PASSAGE FOR REVIEW
---

Here is the thing about my current commitment to fitness and trying to lose weight. I am about to start IVF after 5 attempts through natural IUI (intrauterine insemination) my fertility doctor has decided we should move on to IVF now. I am lucky enough to live in a state that encourages health insurance companies to cover fertility treatment so ironically the IVF will be covered while the IUI was not. The thinking on my doctor's part is that I am 40 and while my fertility hormone levels are all excellent, insurance companies have their actuarial tables and at some point they would probably cut me off because of my age. And of course my numbers will eventually change. So she encouraged me to seize the opportunity to do it now. Pregnancy suddenly became even more real than it had been and I realized that I was risking a very hard pregnancy and everything else if I didn't try to lose some weight and get into better shape.

Saturday, January 17, 2009

taking the plunge

About two years ago perhaps more, I took a workshop on creative non-fiction - memoir style writing. I loved it. I had always loved writing - well until I had to write a dissertation and used it to torture myself for four years. Writing became a chore. I have always been an editor in process, endlessly going over and rewriting before I had finished my thoughts - in fact I just did it now. So over time, any writing, not just for the work, became tedious. I was always thinking about the audience rather than about expressing myself first. Journal writing, poetry, whatever it was I would have to spend hours psyching myself up to sit down with the computer or pen and paper. This course helped me get passed that, to some extent anyway.

I've dreamed in past about writing for an audience wider than the few academics from my field who read the paltry few articles I ever had published. I thought the course would give me a means to getting out some of my writing, sharing some of my stories. But the perfectionist in me, the woman who loves well crafted prose and beautiful phrasing, wanted it to be right the first time around without the need for the painful process of editing and revising. Ironic really, given all the self-editing I have done in so many areas of
my life.

---

EXERCISE GOAL
Answer these questions using the blog post:
1. How many IUI attempts came before the move to IVF?
2. What age does the writer give?
3. For how many years did the writer use the dissertation as self-torture?
Rely only on the blog post for answers.

Point-per-instance localization data:
---

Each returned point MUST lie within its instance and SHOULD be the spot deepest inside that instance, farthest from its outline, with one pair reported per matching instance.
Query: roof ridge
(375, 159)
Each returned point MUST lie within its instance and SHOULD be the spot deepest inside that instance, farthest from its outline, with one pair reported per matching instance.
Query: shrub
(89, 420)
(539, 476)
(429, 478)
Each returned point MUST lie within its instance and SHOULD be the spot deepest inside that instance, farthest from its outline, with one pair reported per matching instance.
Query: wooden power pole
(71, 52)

---

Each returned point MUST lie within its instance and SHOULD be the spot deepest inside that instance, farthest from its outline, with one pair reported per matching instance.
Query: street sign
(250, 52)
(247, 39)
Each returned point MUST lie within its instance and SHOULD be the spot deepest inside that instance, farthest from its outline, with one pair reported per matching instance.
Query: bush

---

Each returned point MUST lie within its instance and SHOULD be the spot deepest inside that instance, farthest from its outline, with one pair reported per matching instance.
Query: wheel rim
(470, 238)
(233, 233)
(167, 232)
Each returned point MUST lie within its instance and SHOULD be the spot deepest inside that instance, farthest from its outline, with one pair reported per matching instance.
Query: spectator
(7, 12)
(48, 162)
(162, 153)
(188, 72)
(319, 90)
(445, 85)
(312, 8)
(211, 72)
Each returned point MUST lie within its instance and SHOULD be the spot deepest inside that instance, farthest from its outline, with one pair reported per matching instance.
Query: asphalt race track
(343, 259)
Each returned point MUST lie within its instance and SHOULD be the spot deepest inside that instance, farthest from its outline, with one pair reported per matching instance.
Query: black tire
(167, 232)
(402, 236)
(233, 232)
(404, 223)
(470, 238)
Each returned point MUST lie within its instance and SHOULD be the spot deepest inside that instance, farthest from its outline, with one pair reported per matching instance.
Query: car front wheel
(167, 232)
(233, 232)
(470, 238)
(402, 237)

---

RESULT OF THIS TASK
1. Five
2. 40
3. Four years